The career of chorine/model/bit player Jean Spangler (b.1923) was modest; her life presumably short. But we don’t really know.
Spangler’s credits and vital stats can be summed up briefly. She had started out dancing at the Earl Carroll Theatre and Nils T. Granlund’s Florentine Gardens. At 19 she married a rich manufacturer named Dexter Benner. Their baby Christine was born in 1944, but the pair split up and were divorced by 1946. The custody battle afforded her some of her first publicity:
Whereupon she put her statuesque good looks back to work as a dancer, extra and bit player in movies, including The Miracle of the Bells (1948), When My Baby Smiles at Me (1948), Chicken Every Sunday (1949), Young Man With a Horn (1950), Wabash Avenue (1950), Champagne for Ceasar (1950), and The Petty Girl (1950). As it happens, half of these films were likely posthumous as far as Spangler was concerned. But we don’t really know. She vanished without a trace.
By fall of 1949, Spangler was living with her mother, brother, sister-in-law and five year old daughter in Los Angeles. On the evening of October 7, she left her daughter in the charge of her sister-in-law, saying she was going to meet her ex-husband to discuss child support, and then would be out for several hours for a late night shoot. She was seen hanging around a local supermarket that evening as though she were expecting someone, and she phoned home to say that she would probably be out all night. But she was never seen or heard from again. And it was soon learned that none of the movie studios had been shooting that evening.

### Excerpts from point annotation data
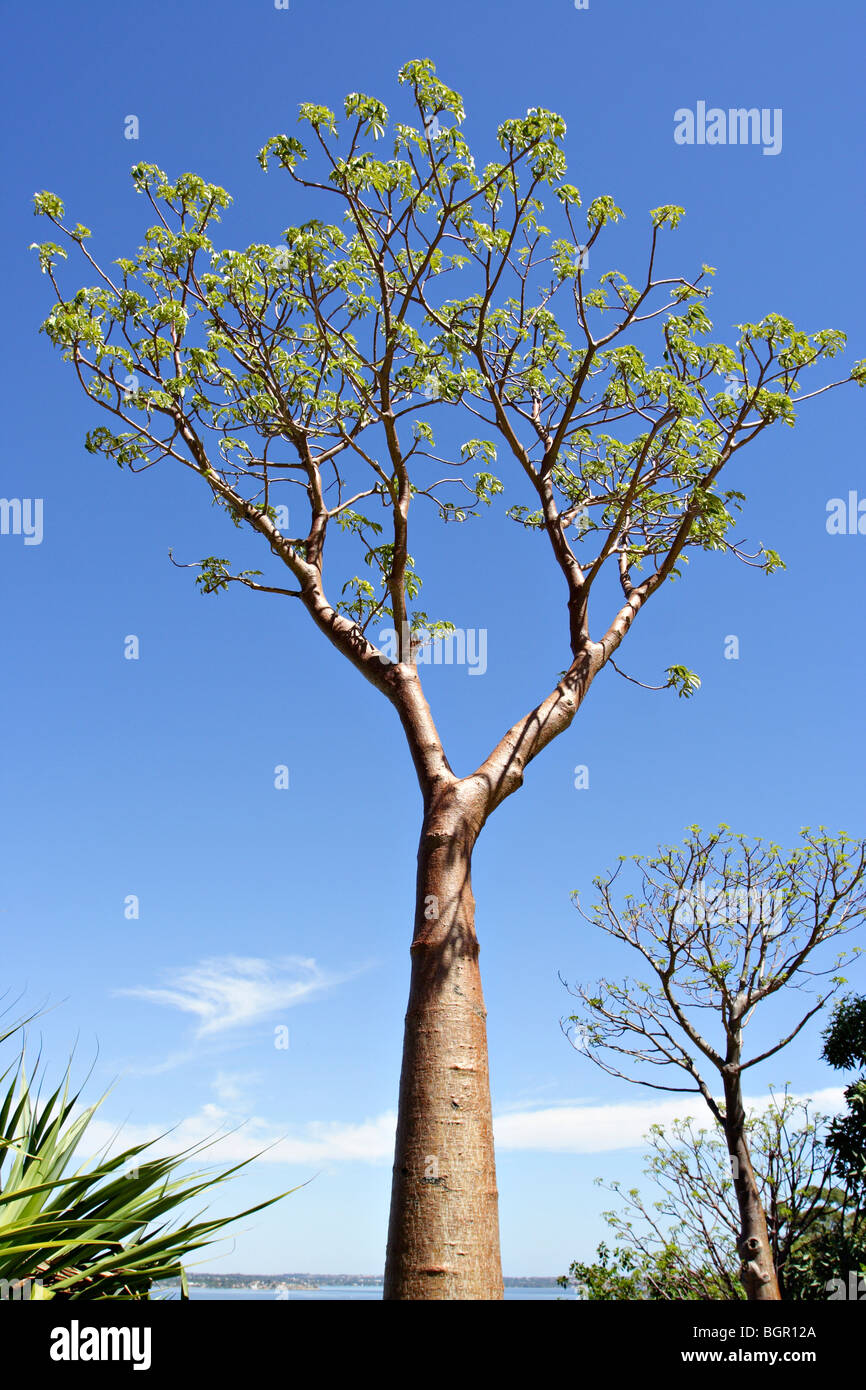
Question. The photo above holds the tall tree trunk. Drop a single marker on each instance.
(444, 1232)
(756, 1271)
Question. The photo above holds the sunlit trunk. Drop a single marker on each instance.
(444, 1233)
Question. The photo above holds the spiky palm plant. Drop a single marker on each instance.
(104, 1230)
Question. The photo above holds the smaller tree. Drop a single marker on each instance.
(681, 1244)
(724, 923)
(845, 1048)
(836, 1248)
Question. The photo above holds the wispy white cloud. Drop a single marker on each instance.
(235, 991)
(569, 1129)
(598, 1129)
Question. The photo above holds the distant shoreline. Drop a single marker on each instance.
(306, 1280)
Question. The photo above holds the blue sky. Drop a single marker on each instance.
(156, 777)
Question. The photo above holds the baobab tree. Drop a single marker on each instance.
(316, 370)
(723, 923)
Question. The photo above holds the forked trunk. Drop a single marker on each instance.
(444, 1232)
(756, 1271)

### Set problem A
From the passage on Jean Spangler, pull out the text that starts at "Spangler’s credits and" and ends at "without a trace.", copying it word for word.
### Set problem B
Answer these questions using the passage on Jean Spangler:
(i) Whom did Spangler marry at 19?
(ii) In what year was her daughter Christine born?
(iii) On what date did she leave her daughter in her sister-in-law's charge?

### Exercise output A
Spangler’s credits and vital stats can be summed up briefly. She had started out dancing at the Earl Carroll Theatre and Nils T. Granlund’s Florentine Gardens. At 19 she married a rich manufacturer named Dexter Benner. Their baby Christine was born in 1944, but the pair split up and were divorced by 1946. The custody battle afforded her some of her first publicity:
Whereupon she put her statuesque good looks back to work as a dancer, extra and bit player in movies, including The Miracle of the Bells (1948), When My Baby Smiles at Me (1948), Chicken Every Sunday (1949), Young Man With a Horn (1950), Wabash Avenue (1950), Champagne for Ceasar (1950), and The Petty Girl (1950). As it happens, half of these films were likely posthumous as far as Spangler was concerned. But we don’t really know. She vanished without a trace.

### Exercise output B
(i) Dexter Benner, a rich manufacturer
(ii) 1944
(iii) October 7 (1949)